### Görevin amacı
Aşağıdaki satırlardan "white" sözcüğünü içerenlerin tümünü kopyalayarak listeleyin.
*** Kayıtlar
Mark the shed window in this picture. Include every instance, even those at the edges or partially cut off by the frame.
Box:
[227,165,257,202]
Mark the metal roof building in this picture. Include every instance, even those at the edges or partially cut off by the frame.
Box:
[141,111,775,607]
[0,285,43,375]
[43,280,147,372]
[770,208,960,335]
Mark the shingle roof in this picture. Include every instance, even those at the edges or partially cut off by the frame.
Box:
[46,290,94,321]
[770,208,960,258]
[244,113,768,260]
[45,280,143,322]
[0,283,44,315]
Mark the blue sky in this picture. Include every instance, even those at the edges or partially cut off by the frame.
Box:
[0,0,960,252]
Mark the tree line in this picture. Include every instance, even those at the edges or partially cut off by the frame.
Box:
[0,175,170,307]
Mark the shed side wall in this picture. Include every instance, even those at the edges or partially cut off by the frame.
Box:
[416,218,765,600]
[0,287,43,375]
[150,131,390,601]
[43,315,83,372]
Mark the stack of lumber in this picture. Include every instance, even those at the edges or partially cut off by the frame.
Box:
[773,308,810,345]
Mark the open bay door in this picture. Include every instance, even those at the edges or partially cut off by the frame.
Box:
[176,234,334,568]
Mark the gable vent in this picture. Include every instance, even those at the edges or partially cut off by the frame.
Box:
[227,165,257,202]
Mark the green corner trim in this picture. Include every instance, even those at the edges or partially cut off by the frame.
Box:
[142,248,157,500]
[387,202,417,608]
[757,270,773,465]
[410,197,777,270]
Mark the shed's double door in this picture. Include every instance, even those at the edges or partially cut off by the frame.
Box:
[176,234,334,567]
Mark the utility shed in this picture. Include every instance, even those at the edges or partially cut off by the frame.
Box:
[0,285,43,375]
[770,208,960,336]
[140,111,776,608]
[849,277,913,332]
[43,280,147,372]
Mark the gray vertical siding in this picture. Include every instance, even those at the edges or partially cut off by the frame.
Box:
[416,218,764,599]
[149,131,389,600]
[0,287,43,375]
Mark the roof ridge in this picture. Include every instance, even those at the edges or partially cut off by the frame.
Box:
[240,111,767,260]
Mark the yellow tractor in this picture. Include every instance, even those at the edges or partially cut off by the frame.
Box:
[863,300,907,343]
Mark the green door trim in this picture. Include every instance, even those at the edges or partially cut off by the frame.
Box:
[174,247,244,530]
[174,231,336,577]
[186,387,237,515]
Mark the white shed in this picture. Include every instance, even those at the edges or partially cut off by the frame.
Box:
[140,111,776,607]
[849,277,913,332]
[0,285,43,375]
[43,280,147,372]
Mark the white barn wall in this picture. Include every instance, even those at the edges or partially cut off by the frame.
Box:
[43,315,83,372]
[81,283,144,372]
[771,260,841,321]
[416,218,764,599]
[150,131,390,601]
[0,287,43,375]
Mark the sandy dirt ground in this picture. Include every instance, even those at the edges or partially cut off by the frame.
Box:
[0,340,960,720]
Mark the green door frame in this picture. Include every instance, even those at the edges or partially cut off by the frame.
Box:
******
### Çözüm aşağıda
Mark the white shed in this picture. Include every instance, even those at the edges or partially cut off by the frame.
Mark the white barn wall in this picture. Include every instance, even those at the edges or partially cut off by the frame.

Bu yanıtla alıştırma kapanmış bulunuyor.